Task inputs:

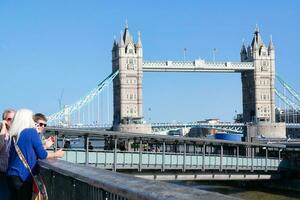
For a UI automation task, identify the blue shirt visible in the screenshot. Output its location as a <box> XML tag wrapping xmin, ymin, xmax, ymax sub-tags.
<box><xmin>7</xmin><ymin>128</ymin><xmax>48</xmax><ymax>182</ymax></box>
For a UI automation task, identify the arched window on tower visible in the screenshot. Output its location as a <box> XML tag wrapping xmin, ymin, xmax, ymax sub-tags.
<box><xmin>127</xmin><ymin>59</ymin><xmax>134</xmax><ymax>70</ymax></box>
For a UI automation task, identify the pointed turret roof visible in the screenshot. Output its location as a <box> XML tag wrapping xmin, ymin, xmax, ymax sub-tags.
<box><xmin>268</xmin><ymin>35</ymin><xmax>274</xmax><ymax>51</ymax></box>
<box><xmin>112</xmin><ymin>35</ymin><xmax>117</xmax><ymax>50</ymax></box>
<box><xmin>240</xmin><ymin>38</ymin><xmax>247</xmax><ymax>54</ymax></box>
<box><xmin>119</xmin><ymin>31</ymin><xmax>124</xmax><ymax>47</ymax></box>
<box><xmin>113</xmin><ymin>35</ymin><xmax>117</xmax><ymax>45</ymax></box>
<box><xmin>247</xmin><ymin>44</ymin><xmax>252</xmax><ymax>51</ymax></box>
<box><xmin>251</xmin><ymin>25</ymin><xmax>265</xmax><ymax>49</ymax></box>
<box><xmin>123</xmin><ymin>23</ymin><xmax>133</xmax><ymax>46</ymax></box>
<box><xmin>253</xmin><ymin>37</ymin><xmax>258</xmax><ymax>50</ymax></box>
<box><xmin>136</xmin><ymin>31</ymin><xmax>142</xmax><ymax>48</ymax></box>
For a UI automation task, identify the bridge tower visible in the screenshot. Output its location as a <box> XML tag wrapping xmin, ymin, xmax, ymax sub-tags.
<box><xmin>241</xmin><ymin>26</ymin><xmax>285</xmax><ymax>139</ymax></box>
<box><xmin>112</xmin><ymin>24</ymin><xmax>151</xmax><ymax>133</ymax></box>
<box><xmin>241</xmin><ymin>26</ymin><xmax>276</xmax><ymax>123</ymax></box>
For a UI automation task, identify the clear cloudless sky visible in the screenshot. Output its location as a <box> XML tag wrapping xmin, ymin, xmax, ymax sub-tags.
<box><xmin>0</xmin><ymin>0</ymin><xmax>299</xmax><ymax>123</ymax></box>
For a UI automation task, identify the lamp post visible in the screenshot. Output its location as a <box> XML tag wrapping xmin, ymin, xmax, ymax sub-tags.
<box><xmin>183</xmin><ymin>48</ymin><xmax>187</xmax><ymax>61</ymax></box>
<box><xmin>148</xmin><ymin>107</ymin><xmax>151</xmax><ymax>122</ymax></box>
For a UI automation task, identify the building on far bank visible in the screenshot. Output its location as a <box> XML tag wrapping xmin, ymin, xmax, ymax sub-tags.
<box><xmin>187</xmin><ymin>118</ymin><xmax>220</xmax><ymax>137</ymax></box>
<box><xmin>275</xmin><ymin>108</ymin><xmax>300</xmax><ymax>123</ymax></box>
<box><xmin>275</xmin><ymin>108</ymin><xmax>300</xmax><ymax>138</ymax></box>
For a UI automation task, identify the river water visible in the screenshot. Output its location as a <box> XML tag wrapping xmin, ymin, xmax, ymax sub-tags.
<box><xmin>174</xmin><ymin>181</ymin><xmax>300</xmax><ymax>200</ymax></box>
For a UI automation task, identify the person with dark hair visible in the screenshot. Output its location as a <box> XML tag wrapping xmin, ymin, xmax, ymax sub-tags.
<box><xmin>33</xmin><ymin>113</ymin><xmax>47</xmax><ymax>134</ymax></box>
<box><xmin>0</xmin><ymin>109</ymin><xmax>15</xmax><ymax>200</ymax></box>
<box><xmin>63</xmin><ymin>140</ymin><xmax>71</xmax><ymax>149</ymax></box>
<box><xmin>88</xmin><ymin>141</ymin><xmax>94</xmax><ymax>150</ymax></box>
<box><xmin>33</xmin><ymin>113</ymin><xmax>54</xmax><ymax>149</ymax></box>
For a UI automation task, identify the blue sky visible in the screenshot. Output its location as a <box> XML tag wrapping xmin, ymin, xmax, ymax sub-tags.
<box><xmin>0</xmin><ymin>1</ymin><xmax>299</xmax><ymax>123</ymax></box>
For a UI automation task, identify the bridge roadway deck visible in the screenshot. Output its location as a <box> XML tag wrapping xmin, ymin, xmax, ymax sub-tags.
<box><xmin>151</xmin><ymin>122</ymin><xmax>245</xmax><ymax>133</ymax></box>
<box><xmin>64</xmin><ymin>122</ymin><xmax>300</xmax><ymax>133</ymax></box>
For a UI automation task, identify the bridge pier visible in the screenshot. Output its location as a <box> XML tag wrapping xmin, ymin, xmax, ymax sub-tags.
<box><xmin>246</xmin><ymin>122</ymin><xmax>286</xmax><ymax>141</ymax></box>
<box><xmin>113</xmin><ymin>123</ymin><xmax>152</xmax><ymax>134</ymax></box>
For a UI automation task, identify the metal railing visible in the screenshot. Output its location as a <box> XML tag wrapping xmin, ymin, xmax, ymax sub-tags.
<box><xmin>45</xmin><ymin>128</ymin><xmax>286</xmax><ymax>174</ymax></box>
<box><xmin>39</xmin><ymin>159</ymin><xmax>239</xmax><ymax>200</ymax></box>
<box><xmin>60</xmin><ymin>150</ymin><xmax>284</xmax><ymax>172</ymax></box>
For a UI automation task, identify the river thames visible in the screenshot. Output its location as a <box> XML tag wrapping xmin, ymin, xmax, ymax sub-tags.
<box><xmin>175</xmin><ymin>181</ymin><xmax>300</xmax><ymax>200</ymax></box>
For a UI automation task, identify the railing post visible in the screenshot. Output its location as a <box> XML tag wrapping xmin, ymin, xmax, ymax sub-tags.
<box><xmin>75</xmin><ymin>151</ymin><xmax>78</xmax><ymax>164</ymax></box>
<box><xmin>113</xmin><ymin>138</ymin><xmax>118</xmax><ymax>172</ymax></box>
<box><xmin>265</xmin><ymin>147</ymin><xmax>268</xmax><ymax>172</ymax></box>
<box><xmin>134</xmin><ymin>138</ymin><xmax>137</xmax><ymax>151</ymax></box>
<box><xmin>50</xmin><ymin>171</ymin><xmax>55</xmax><ymax>199</ymax></box>
<box><xmin>162</xmin><ymin>141</ymin><xmax>165</xmax><ymax>172</ymax></box>
<box><xmin>139</xmin><ymin>139</ymin><xmax>143</xmax><ymax>172</ymax></box>
<box><xmin>183</xmin><ymin>142</ymin><xmax>186</xmax><ymax>172</ymax></box>
<box><xmin>251</xmin><ymin>147</ymin><xmax>254</xmax><ymax>172</ymax></box>
<box><xmin>72</xmin><ymin>179</ymin><xmax>76</xmax><ymax>200</ymax></box>
<box><xmin>279</xmin><ymin>148</ymin><xmax>281</xmax><ymax>161</ymax></box>
<box><xmin>96</xmin><ymin>151</ymin><xmax>98</xmax><ymax>167</ymax></box>
<box><xmin>84</xmin><ymin>135</ymin><xmax>89</xmax><ymax>165</ymax></box>
<box><xmin>62</xmin><ymin>136</ymin><xmax>65</xmax><ymax>149</ymax></box>
<box><xmin>236</xmin><ymin>145</ymin><xmax>239</xmax><ymax>172</ymax></box>
<box><xmin>54</xmin><ymin>131</ymin><xmax>59</xmax><ymax>151</ymax></box>
<box><xmin>202</xmin><ymin>143</ymin><xmax>205</xmax><ymax>171</ymax></box>
<box><xmin>220</xmin><ymin>145</ymin><xmax>223</xmax><ymax>172</ymax></box>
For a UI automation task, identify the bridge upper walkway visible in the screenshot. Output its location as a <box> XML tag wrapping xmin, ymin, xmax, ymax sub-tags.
<box><xmin>143</xmin><ymin>60</ymin><xmax>254</xmax><ymax>72</ymax></box>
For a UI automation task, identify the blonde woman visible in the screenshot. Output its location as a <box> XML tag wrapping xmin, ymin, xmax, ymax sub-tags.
<box><xmin>7</xmin><ymin>109</ymin><xmax>64</xmax><ymax>200</ymax></box>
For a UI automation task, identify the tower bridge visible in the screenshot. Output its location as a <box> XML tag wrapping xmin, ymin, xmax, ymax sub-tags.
<box><xmin>48</xmin><ymin>24</ymin><xmax>300</xmax><ymax>139</ymax></box>
<box><xmin>42</xmin><ymin>25</ymin><xmax>300</xmax><ymax>194</ymax></box>
<box><xmin>111</xmin><ymin>24</ymin><xmax>280</xmax><ymax>137</ymax></box>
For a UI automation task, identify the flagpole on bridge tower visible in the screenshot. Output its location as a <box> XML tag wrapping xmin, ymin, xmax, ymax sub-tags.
<box><xmin>213</xmin><ymin>48</ymin><xmax>217</xmax><ymax>62</ymax></box>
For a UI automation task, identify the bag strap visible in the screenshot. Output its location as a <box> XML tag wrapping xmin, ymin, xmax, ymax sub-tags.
<box><xmin>13</xmin><ymin>137</ymin><xmax>34</xmax><ymax>177</ymax></box>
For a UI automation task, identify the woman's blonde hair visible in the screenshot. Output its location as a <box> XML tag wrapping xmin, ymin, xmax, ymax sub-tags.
<box><xmin>9</xmin><ymin>109</ymin><xmax>35</xmax><ymax>141</ymax></box>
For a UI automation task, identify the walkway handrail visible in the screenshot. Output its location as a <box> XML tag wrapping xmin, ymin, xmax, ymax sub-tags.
<box><xmin>39</xmin><ymin>159</ymin><xmax>239</xmax><ymax>200</ymax></box>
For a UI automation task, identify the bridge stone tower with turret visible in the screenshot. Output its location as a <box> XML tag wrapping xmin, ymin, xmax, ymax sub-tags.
<box><xmin>240</xmin><ymin>26</ymin><xmax>276</xmax><ymax>123</ymax></box>
<box><xmin>241</xmin><ymin>26</ymin><xmax>285</xmax><ymax>139</ymax></box>
<box><xmin>112</xmin><ymin>24</ymin><xmax>151</xmax><ymax>133</ymax></box>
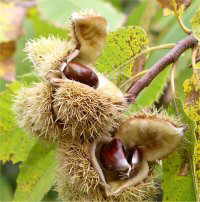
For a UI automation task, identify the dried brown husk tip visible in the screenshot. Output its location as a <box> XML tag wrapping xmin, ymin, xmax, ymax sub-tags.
<box><xmin>116</xmin><ymin>110</ymin><xmax>185</xmax><ymax>161</ymax></box>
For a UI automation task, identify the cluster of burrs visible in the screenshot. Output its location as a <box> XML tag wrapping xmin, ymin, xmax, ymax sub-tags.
<box><xmin>14</xmin><ymin>10</ymin><xmax>185</xmax><ymax>202</ymax></box>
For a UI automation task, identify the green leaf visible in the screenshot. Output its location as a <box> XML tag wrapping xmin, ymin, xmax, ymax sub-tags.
<box><xmin>129</xmin><ymin>66</ymin><xmax>171</xmax><ymax>112</ymax></box>
<box><xmin>104</xmin><ymin>0</ymin><xmax>123</xmax><ymax>10</ymax></box>
<box><xmin>0</xmin><ymin>176</ymin><xmax>13</xmax><ymax>202</ymax></box>
<box><xmin>13</xmin><ymin>142</ymin><xmax>57</xmax><ymax>202</ymax></box>
<box><xmin>163</xmin><ymin>99</ymin><xmax>196</xmax><ymax>201</ymax></box>
<box><xmin>126</xmin><ymin>0</ymin><xmax>148</xmax><ymax>26</ymax></box>
<box><xmin>0</xmin><ymin>82</ymin><xmax>36</xmax><ymax>163</ymax></box>
<box><xmin>15</xmin><ymin>18</ymin><xmax>35</xmax><ymax>77</ymax></box>
<box><xmin>96</xmin><ymin>26</ymin><xmax>149</xmax><ymax>85</ymax></box>
<box><xmin>0</xmin><ymin>79</ymin><xmax>6</xmax><ymax>92</ymax></box>
<box><xmin>175</xmin><ymin>50</ymin><xmax>193</xmax><ymax>101</ymax></box>
<box><xmin>36</xmin><ymin>0</ymin><xmax>125</xmax><ymax>30</ymax></box>
<box><xmin>191</xmin><ymin>7</ymin><xmax>200</xmax><ymax>41</ymax></box>
<box><xmin>29</xmin><ymin>8</ymin><xmax>67</xmax><ymax>39</ymax></box>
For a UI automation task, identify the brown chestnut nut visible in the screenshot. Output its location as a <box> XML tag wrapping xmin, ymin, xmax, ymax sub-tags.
<box><xmin>100</xmin><ymin>138</ymin><xmax>131</xmax><ymax>177</ymax></box>
<box><xmin>63</xmin><ymin>62</ymin><xmax>99</xmax><ymax>88</ymax></box>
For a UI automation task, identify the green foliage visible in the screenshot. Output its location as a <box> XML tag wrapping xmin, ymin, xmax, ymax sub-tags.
<box><xmin>15</xmin><ymin>18</ymin><xmax>35</xmax><ymax>77</ymax></box>
<box><xmin>37</xmin><ymin>0</ymin><xmax>124</xmax><ymax>30</ymax></box>
<box><xmin>0</xmin><ymin>176</ymin><xmax>13</xmax><ymax>201</ymax></box>
<box><xmin>126</xmin><ymin>1</ymin><xmax>148</xmax><ymax>26</ymax></box>
<box><xmin>0</xmin><ymin>82</ymin><xmax>36</xmax><ymax>163</ymax></box>
<box><xmin>183</xmin><ymin>72</ymin><xmax>200</xmax><ymax>199</ymax></box>
<box><xmin>0</xmin><ymin>78</ymin><xmax>57</xmax><ymax>201</ymax></box>
<box><xmin>163</xmin><ymin>99</ymin><xmax>196</xmax><ymax>201</ymax></box>
<box><xmin>129</xmin><ymin>67</ymin><xmax>171</xmax><ymax>112</ymax></box>
<box><xmin>96</xmin><ymin>26</ymin><xmax>149</xmax><ymax>84</ymax></box>
<box><xmin>0</xmin><ymin>79</ymin><xmax>6</xmax><ymax>91</ymax></box>
<box><xmin>13</xmin><ymin>142</ymin><xmax>57</xmax><ymax>202</ymax></box>
<box><xmin>191</xmin><ymin>7</ymin><xmax>200</xmax><ymax>41</ymax></box>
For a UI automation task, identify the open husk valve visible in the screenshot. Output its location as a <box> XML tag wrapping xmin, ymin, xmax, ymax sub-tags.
<box><xmin>88</xmin><ymin>112</ymin><xmax>185</xmax><ymax>199</ymax></box>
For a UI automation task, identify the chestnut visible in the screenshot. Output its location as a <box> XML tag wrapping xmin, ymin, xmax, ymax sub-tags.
<box><xmin>63</xmin><ymin>62</ymin><xmax>99</xmax><ymax>88</ymax></box>
<box><xmin>100</xmin><ymin>138</ymin><xmax>131</xmax><ymax>177</ymax></box>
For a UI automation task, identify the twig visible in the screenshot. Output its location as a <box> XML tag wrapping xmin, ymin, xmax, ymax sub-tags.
<box><xmin>126</xmin><ymin>35</ymin><xmax>198</xmax><ymax>104</ymax></box>
<box><xmin>177</xmin><ymin>15</ymin><xmax>192</xmax><ymax>35</ymax></box>
<box><xmin>192</xmin><ymin>47</ymin><xmax>198</xmax><ymax>68</ymax></box>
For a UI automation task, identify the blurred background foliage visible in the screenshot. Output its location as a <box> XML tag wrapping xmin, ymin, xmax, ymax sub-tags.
<box><xmin>0</xmin><ymin>0</ymin><xmax>199</xmax><ymax>201</ymax></box>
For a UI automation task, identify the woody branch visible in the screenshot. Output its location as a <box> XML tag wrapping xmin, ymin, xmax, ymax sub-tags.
<box><xmin>126</xmin><ymin>34</ymin><xmax>198</xmax><ymax>104</ymax></box>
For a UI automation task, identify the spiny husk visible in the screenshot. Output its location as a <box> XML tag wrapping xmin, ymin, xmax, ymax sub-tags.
<box><xmin>24</xmin><ymin>36</ymin><xmax>76</xmax><ymax>78</ymax></box>
<box><xmin>57</xmin><ymin>139</ymin><xmax>157</xmax><ymax>202</ymax></box>
<box><xmin>57</xmin><ymin>140</ymin><xmax>100</xmax><ymax>197</ymax></box>
<box><xmin>116</xmin><ymin>110</ymin><xmax>185</xmax><ymax>161</ymax></box>
<box><xmin>52</xmin><ymin>80</ymin><xmax>125</xmax><ymax>142</ymax></box>
<box><xmin>69</xmin><ymin>9</ymin><xmax>107</xmax><ymax>64</ymax></box>
<box><xmin>96</xmin><ymin>72</ymin><xmax>125</xmax><ymax>103</ymax></box>
<box><xmin>58</xmin><ymin>181</ymin><xmax>157</xmax><ymax>202</ymax></box>
<box><xmin>13</xmin><ymin>82</ymin><xmax>63</xmax><ymax>141</ymax></box>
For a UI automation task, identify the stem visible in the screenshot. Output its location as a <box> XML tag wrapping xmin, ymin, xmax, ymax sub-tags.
<box><xmin>177</xmin><ymin>15</ymin><xmax>192</xmax><ymax>34</ymax></box>
<box><xmin>135</xmin><ymin>43</ymin><xmax>176</xmax><ymax>60</ymax></box>
<box><xmin>170</xmin><ymin>62</ymin><xmax>177</xmax><ymax>96</ymax></box>
<box><xmin>113</xmin><ymin>44</ymin><xmax>176</xmax><ymax>74</ymax></box>
<box><xmin>120</xmin><ymin>70</ymin><xmax>149</xmax><ymax>90</ymax></box>
<box><xmin>192</xmin><ymin>48</ymin><xmax>198</xmax><ymax>68</ymax></box>
<box><xmin>126</xmin><ymin>35</ymin><xmax>198</xmax><ymax>104</ymax></box>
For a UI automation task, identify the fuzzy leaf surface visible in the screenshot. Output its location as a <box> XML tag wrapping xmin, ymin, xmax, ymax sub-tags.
<box><xmin>191</xmin><ymin>7</ymin><xmax>200</xmax><ymax>41</ymax></box>
<box><xmin>96</xmin><ymin>26</ymin><xmax>149</xmax><ymax>85</ymax></box>
<box><xmin>13</xmin><ymin>142</ymin><xmax>57</xmax><ymax>202</ymax></box>
<box><xmin>183</xmin><ymin>71</ymin><xmax>200</xmax><ymax>199</ymax></box>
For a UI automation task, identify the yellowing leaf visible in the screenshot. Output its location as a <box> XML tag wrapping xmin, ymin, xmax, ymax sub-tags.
<box><xmin>183</xmin><ymin>71</ymin><xmax>200</xmax><ymax>121</ymax></box>
<box><xmin>0</xmin><ymin>2</ymin><xmax>26</xmax><ymax>81</ymax></box>
<box><xmin>156</xmin><ymin>0</ymin><xmax>191</xmax><ymax>15</ymax></box>
<box><xmin>0</xmin><ymin>2</ymin><xmax>26</xmax><ymax>42</ymax></box>
<box><xmin>194</xmin><ymin>140</ymin><xmax>200</xmax><ymax>201</ymax></box>
<box><xmin>96</xmin><ymin>26</ymin><xmax>149</xmax><ymax>85</ymax></box>
<box><xmin>0</xmin><ymin>41</ymin><xmax>16</xmax><ymax>60</ymax></box>
<box><xmin>0</xmin><ymin>58</ymin><xmax>15</xmax><ymax>81</ymax></box>
<box><xmin>183</xmin><ymin>71</ymin><xmax>200</xmax><ymax>200</ymax></box>
<box><xmin>191</xmin><ymin>8</ymin><xmax>200</xmax><ymax>41</ymax></box>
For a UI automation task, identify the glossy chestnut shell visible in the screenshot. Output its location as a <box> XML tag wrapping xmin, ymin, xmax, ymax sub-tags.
<box><xmin>63</xmin><ymin>62</ymin><xmax>99</xmax><ymax>88</ymax></box>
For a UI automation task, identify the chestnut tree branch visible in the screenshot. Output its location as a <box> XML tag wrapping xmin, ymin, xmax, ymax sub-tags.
<box><xmin>126</xmin><ymin>35</ymin><xmax>198</xmax><ymax>104</ymax></box>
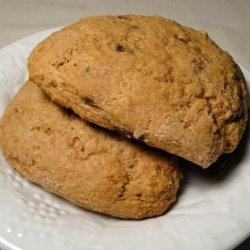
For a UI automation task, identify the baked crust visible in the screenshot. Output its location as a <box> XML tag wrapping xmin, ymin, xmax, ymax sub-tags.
<box><xmin>28</xmin><ymin>15</ymin><xmax>249</xmax><ymax>167</ymax></box>
<box><xmin>0</xmin><ymin>82</ymin><xmax>182</xmax><ymax>219</ymax></box>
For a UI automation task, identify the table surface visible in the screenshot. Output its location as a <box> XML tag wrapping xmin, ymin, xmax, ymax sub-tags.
<box><xmin>0</xmin><ymin>0</ymin><xmax>249</xmax><ymax>249</ymax></box>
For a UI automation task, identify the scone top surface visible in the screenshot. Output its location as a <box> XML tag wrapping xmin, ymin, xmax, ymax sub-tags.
<box><xmin>29</xmin><ymin>15</ymin><xmax>249</xmax><ymax>168</ymax></box>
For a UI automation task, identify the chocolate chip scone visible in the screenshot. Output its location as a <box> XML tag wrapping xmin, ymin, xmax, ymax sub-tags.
<box><xmin>28</xmin><ymin>15</ymin><xmax>249</xmax><ymax>168</ymax></box>
<box><xmin>0</xmin><ymin>81</ymin><xmax>182</xmax><ymax>219</ymax></box>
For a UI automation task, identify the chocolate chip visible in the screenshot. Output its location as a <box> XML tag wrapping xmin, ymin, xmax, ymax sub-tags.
<box><xmin>82</xmin><ymin>97</ymin><xmax>99</xmax><ymax>108</ymax></box>
<box><xmin>117</xmin><ymin>15</ymin><xmax>129</xmax><ymax>19</ymax></box>
<box><xmin>85</xmin><ymin>66</ymin><xmax>90</xmax><ymax>72</ymax></box>
<box><xmin>131</xmin><ymin>25</ymin><xmax>138</xmax><ymax>29</ymax></box>
<box><xmin>116</xmin><ymin>44</ymin><xmax>125</xmax><ymax>52</ymax></box>
<box><xmin>115</xmin><ymin>44</ymin><xmax>134</xmax><ymax>53</ymax></box>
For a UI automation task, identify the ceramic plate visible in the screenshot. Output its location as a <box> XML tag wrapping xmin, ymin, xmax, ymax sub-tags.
<box><xmin>0</xmin><ymin>29</ymin><xmax>250</xmax><ymax>250</ymax></box>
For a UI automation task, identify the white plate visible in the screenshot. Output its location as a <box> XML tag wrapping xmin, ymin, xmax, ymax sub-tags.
<box><xmin>0</xmin><ymin>29</ymin><xmax>249</xmax><ymax>250</ymax></box>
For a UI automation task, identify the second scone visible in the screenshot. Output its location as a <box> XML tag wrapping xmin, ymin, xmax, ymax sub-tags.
<box><xmin>28</xmin><ymin>15</ymin><xmax>249</xmax><ymax>168</ymax></box>
<box><xmin>0</xmin><ymin>81</ymin><xmax>181</xmax><ymax>219</ymax></box>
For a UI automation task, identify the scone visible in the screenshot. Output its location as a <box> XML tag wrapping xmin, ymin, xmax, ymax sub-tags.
<box><xmin>0</xmin><ymin>81</ymin><xmax>182</xmax><ymax>219</ymax></box>
<box><xmin>28</xmin><ymin>15</ymin><xmax>249</xmax><ymax>168</ymax></box>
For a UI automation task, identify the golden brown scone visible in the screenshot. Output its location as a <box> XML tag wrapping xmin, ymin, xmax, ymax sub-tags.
<box><xmin>28</xmin><ymin>15</ymin><xmax>249</xmax><ymax>168</ymax></box>
<box><xmin>0</xmin><ymin>81</ymin><xmax>182</xmax><ymax>219</ymax></box>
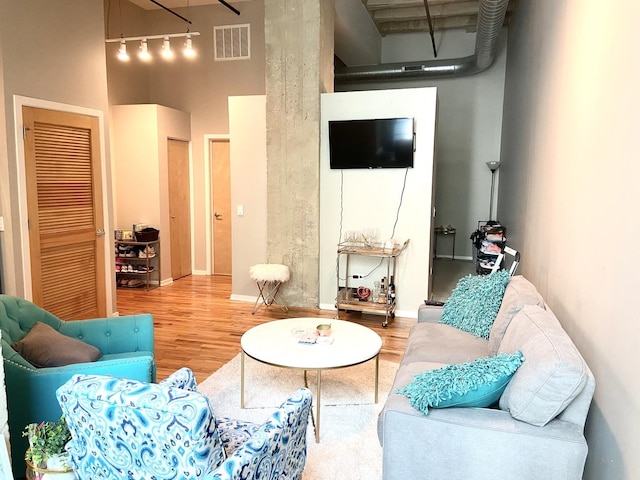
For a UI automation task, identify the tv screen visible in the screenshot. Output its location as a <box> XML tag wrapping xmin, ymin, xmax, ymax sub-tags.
<box><xmin>329</xmin><ymin>117</ymin><xmax>415</xmax><ymax>169</ymax></box>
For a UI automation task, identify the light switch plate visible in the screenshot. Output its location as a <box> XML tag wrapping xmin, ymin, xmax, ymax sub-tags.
<box><xmin>236</xmin><ymin>205</ymin><xmax>244</xmax><ymax>216</ymax></box>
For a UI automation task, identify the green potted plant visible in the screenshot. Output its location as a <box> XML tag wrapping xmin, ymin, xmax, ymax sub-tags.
<box><xmin>22</xmin><ymin>416</ymin><xmax>74</xmax><ymax>479</ymax></box>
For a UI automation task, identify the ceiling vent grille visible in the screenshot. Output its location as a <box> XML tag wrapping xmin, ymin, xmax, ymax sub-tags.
<box><xmin>214</xmin><ymin>24</ymin><xmax>250</xmax><ymax>61</ymax></box>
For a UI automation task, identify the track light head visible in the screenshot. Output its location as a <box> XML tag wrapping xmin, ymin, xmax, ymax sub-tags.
<box><xmin>117</xmin><ymin>39</ymin><xmax>130</xmax><ymax>61</ymax></box>
<box><xmin>161</xmin><ymin>37</ymin><xmax>174</xmax><ymax>59</ymax></box>
<box><xmin>183</xmin><ymin>34</ymin><xmax>196</xmax><ymax>58</ymax></box>
<box><xmin>138</xmin><ymin>39</ymin><xmax>151</xmax><ymax>61</ymax></box>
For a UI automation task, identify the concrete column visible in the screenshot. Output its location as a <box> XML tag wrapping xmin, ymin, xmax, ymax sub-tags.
<box><xmin>264</xmin><ymin>0</ymin><xmax>334</xmax><ymax>307</ymax></box>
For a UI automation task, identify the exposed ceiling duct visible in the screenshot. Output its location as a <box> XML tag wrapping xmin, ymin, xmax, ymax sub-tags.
<box><xmin>335</xmin><ymin>0</ymin><xmax>509</xmax><ymax>84</ymax></box>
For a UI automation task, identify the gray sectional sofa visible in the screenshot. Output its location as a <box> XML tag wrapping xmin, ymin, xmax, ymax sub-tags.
<box><xmin>378</xmin><ymin>275</ymin><xmax>595</xmax><ymax>480</ymax></box>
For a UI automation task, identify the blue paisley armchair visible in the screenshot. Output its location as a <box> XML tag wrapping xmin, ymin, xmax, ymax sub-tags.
<box><xmin>56</xmin><ymin>369</ymin><xmax>312</xmax><ymax>480</ymax></box>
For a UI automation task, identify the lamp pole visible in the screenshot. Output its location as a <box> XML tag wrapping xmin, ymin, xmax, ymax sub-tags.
<box><xmin>486</xmin><ymin>161</ymin><xmax>501</xmax><ymax>221</ymax></box>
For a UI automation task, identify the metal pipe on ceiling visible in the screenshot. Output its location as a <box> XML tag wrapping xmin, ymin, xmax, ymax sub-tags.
<box><xmin>335</xmin><ymin>0</ymin><xmax>509</xmax><ymax>84</ymax></box>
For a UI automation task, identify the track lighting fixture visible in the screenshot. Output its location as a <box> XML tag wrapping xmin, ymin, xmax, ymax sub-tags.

Aim of the exercise: Extract the lines above from the one containing "For a UI automation task, identify the lamp pole" to the last line, both included, exactly as written.

Completed task:
For a UI automation task, identify the lamp pole visible in the screenshot. Output its location as a <box> XML tag wrapping xmin, ymin, xmax, ymax sub-tags.
<box><xmin>486</xmin><ymin>161</ymin><xmax>501</xmax><ymax>221</ymax></box>
For a UI automation task, identify the metal pipe on ceiling visible in the screenshot. Output its location as a <box> XML tag wrapping xmin, ymin, xmax, ymax sub-tags.
<box><xmin>335</xmin><ymin>0</ymin><xmax>509</xmax><ymax>84</ymax></box>
For a UI automation task, identify the track lighting fixture visible in the screenshot. Output its location as a <box> XML tag wrapping xmin, ymin, xmax, ymax sub-tags.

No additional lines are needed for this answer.